■ REQUIREMENTS:
Rewrite the material below with "Record one point per instance" replaced by "Give one point for each instance" wherever it occurs, keeping everything else the same.

■ SUPPLIED INFORMATION:
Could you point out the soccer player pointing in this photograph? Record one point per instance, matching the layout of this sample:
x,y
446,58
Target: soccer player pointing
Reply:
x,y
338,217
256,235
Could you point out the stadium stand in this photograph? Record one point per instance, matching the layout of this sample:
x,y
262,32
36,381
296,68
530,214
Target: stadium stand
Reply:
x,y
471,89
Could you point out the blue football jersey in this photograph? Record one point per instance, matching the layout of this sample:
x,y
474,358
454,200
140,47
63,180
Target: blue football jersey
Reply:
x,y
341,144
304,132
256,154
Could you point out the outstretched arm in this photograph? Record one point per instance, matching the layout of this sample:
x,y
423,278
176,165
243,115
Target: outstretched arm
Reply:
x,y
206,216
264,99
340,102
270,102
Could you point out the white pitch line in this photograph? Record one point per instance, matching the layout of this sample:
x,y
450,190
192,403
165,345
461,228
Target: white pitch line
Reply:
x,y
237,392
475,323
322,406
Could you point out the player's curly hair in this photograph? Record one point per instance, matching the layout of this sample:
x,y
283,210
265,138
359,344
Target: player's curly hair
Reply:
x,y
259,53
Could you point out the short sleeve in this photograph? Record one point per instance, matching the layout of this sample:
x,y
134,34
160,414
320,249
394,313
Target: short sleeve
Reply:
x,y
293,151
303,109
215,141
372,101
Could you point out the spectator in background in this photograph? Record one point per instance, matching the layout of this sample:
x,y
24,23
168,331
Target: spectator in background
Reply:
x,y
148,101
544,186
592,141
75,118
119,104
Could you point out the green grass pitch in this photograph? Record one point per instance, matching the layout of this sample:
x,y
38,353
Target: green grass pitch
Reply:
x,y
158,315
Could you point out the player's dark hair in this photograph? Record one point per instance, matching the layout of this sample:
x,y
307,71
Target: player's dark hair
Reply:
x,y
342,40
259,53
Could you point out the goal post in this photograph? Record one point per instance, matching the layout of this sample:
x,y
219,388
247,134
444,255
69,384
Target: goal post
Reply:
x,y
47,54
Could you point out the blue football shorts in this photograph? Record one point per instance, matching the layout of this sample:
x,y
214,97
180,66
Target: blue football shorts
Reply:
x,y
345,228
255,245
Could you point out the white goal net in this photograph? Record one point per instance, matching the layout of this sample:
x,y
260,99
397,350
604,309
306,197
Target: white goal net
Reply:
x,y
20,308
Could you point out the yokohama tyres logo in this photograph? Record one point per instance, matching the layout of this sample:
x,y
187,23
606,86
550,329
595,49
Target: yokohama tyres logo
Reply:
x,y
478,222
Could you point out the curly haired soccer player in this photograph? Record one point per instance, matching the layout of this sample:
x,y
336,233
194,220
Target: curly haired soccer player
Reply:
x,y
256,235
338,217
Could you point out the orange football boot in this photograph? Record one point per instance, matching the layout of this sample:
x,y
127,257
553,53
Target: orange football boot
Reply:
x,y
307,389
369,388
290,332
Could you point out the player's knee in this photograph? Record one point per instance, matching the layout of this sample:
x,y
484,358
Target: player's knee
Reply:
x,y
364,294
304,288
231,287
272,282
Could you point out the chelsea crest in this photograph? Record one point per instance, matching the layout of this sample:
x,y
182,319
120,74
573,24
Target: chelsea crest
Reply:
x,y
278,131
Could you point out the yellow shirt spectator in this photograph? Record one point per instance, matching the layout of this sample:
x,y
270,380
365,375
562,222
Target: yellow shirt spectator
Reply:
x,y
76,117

■ FULL SOLUTION:
Could you point out the soccer player pointing in this photograph? Give one point for each instance, matching the layout of this sample:
x,y
446,58
Target: soccer player pointing
Reply:
x,y
338,217
256,235
Could you point out the stadium stand in this photograph? Give one point for each instance, matching the layout of this sample:
x,y
262,32
36,381
296,68
530,214
Target: stadium stand
Reply:
x,y
471,89
Could you point out the blue football jersey in this photograph? Give one point for each instance, matching the layout of this sample:
x,y
474,358
454,200
140,47
63,180
Target: blue football jersey
Reply:
x,y
341,144
304,132
256,154
Could you point out the outstretched arm in this photograph? Give one point for each instance, matching the layout of this sample:
x,y
423,278
176,165
243,115
Target: outstretched arm
Reply:
x,y
206,216
264,99
340,102
270,102
Could you point out the white pitch line in this photograph? Give one point for each instance, matching the layout of this sample:
x,y
450,190
192,403
165,345
461,228
Target: white pitch line
Reply:
x,y
237,392
475,323
322,406
Could you point out the player's curly hair in this photograph? Give one point for each instance, matching the layout of this sample:
x,y
283,210
265,138
359,344
Target: player's curly hair
Reply:
x,y
259,53
Could you point out the short sleeve in this photograph? Give one point for each instance, matching the layout of this sample:
x,y
134,34
160,414
320,249
394,313
Target: short sleeve
Reply:
x,y
293,151
303,109
215,141
372,101
Could you point out the spectator in background in this photograph? Give one point for each instance, matching the layout of this sample:
x,y
24,23
168,331
Target: spectator in background
Reply:
x,y
148,101
544,186
592,141
75,118
119,104
Could you point out the green grass pitch in this photograph? Give one point for each instance, matching the layout of this sample:
x,y
38,353
Target: green grass pitch
Reply:
x,y
158,315
Could you point out the player's dark hair in this photograph? Give one point for each instance, matching the layout of this sample:
x,y
307,71
Target: player's dark hair
Reply:
x,y
342,40
259,53
Could you point out the goal post in this photograph? Give one point for each instance, matching the layout of this sample:
x,y
219,388
247,134
444,255
69,384
Target: goal post
Reply:
x,y
47,54
Could you point out the blue football shorts in this photograph? Give one point for each instance, matching the layout of this sample:
x,y
214,97
180,66
Target: blue football shorts
Reply:
x,y
345,228
255,245
Could you point out the white goal net in this photograph? Give one point for each instance, matching the layout of this sample:
x,y
260,99
397,350
604,309
306,197
Target: white goal net
Reply:
x,y
20,308
Could you point out the yokohama tyres logo in this photograph? Give one point for each instance, matching the layout of this sample:
x,y
187,23
606,86
550,329
595,49
Target: yokohama tyres logo
Reply:
x,y
478,222
Could you point out the curly haired soccer player in this photograph? Give one point for each instance, matching the layout of this sample:
x,y
336,233
194,220
Target: curly haired soccer player
Reply:
x,y
256,235
338,217
Could you point out the orange football boot in this photograph? Give one point for each instance, matching the layout of this sample:
x,y
127,257
553,53
Target: orange football boot
Reply:
x,y
307,389
369,388
290,332
Could you point out the player's knee in this photograph? Give one point for each instance, matching the layout of this sample:
x,y
484,358
Target: player's knee
Reply:
x,y
364,294
304,288
231,287
272,282
Could you point out the chelsea crest in this photograph? Give one point for each instance, matching the layout of this sample:
x,y
182,319
120,74
573,24
Target: chelsea crest
Reply:
x,y
278,131
Could you point out the yellow shirt spectator in this photograph? Give one point for each instance, matching the layout of this sample:
x,y
270,380
365,375
562,222
Target: yellow shirt spectator
Reply:
x,y
76,117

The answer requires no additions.